***** Textauszug *****

Interview STEFFEN GRIMBERG

Spätestens am kommenden Dienstag will Wirtschaftsminister Wolfgang Clement (SPD) bekannt geben, ob er eine Sondererlaubnis für den Kauf der „Berliner Zeitung“ durch den Holtzbrinck-Konzern erteilt, dem in Berlin bereits der „Tagesspiegel“ gehört. Das Bundeskartellamt hatte diesen Zukauf nicht genehmigt. Die Monopolkommission hat sich dieser Auffassung angeschlossen. (Die taz ist ebenfalls gegen weitere Fusionen im Berliner Zeitungsmarkt.) Clement ist an diese Vorgaben aber nicht gebunden. Gibt es keine Ministererlaubnis, droht Holtzbrinck nun mit der Einstellung des „Tagesspiegels“. Bekommt Holtzbrinck dagegen seinen Willen, droht umgekehrt der Springer-Verlag mit dem Aus für die „Berliner Morgenpost“ und die mit dieser seit vergangenem Sommer unentrinnbar in Redaktionsgemeinschaft verbundene überregionale „Welt“.

taz: Wie halten Sie’s mit der Ministererlaubnis?

Bettin: Minister Clement sollte keine Ministererlaubnis erteilen. Es ist nicht die Aufgabe eines Ministers, eine Zeitung zu retten. Für Fragen der Pressekonzentration sind bei uns Kartellamt und Monopolkommission zuständig. Diese haben entscheiden – negativ. Und die Politik sollte sich daran halten.

Kein Mitleid mit den schweren Sanierungsfällen Berliner Morgenpost/Welt, Tagesspiegel und deren armen Verlegern?

***** Vorliegendes Material *****

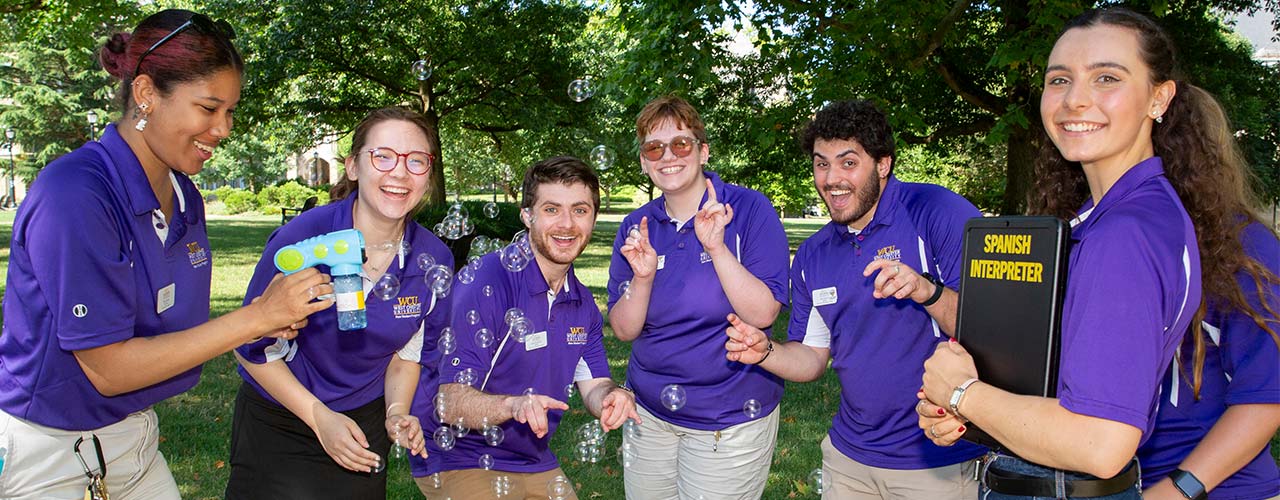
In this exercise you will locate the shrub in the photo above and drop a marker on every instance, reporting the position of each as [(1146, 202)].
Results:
[(238, 201)]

*****

▶ **Aufgaben**:
1 – Welche Zeitung gehört dem Holtzbrinck-Konzern laut Textauszug in Berlin bereits?
2 – Schreiben Sie den Textauszug ab, beginnend mit „taz: Wie halten“ und weiter bis einschließlich „deren armen Verlegern?“.

▶ **Lösungen je Aufgabe**:
1 – Der „Tagesspiegel“.

2 –
taz: Wie halten Sie’s mit der Ministererlaubnis?

Bettin: Minister Clement sollte keine Ministererlaubnis erteilen. Es ist nicht die Aufgabe eines Ministers, eine Zeitung zu retten. Für Fragen der Pressekonzentration sind bei uns Kartellamt und Monopolkommission zuständig. Diese haben entscheiden – negativ. Und die Politik sollte sich daran halten.

Kein Mitleid mit den schweren Sanierungsfällen Berliner Morgenpost/Welt, Tagesspiegel und deren armen Verlegern?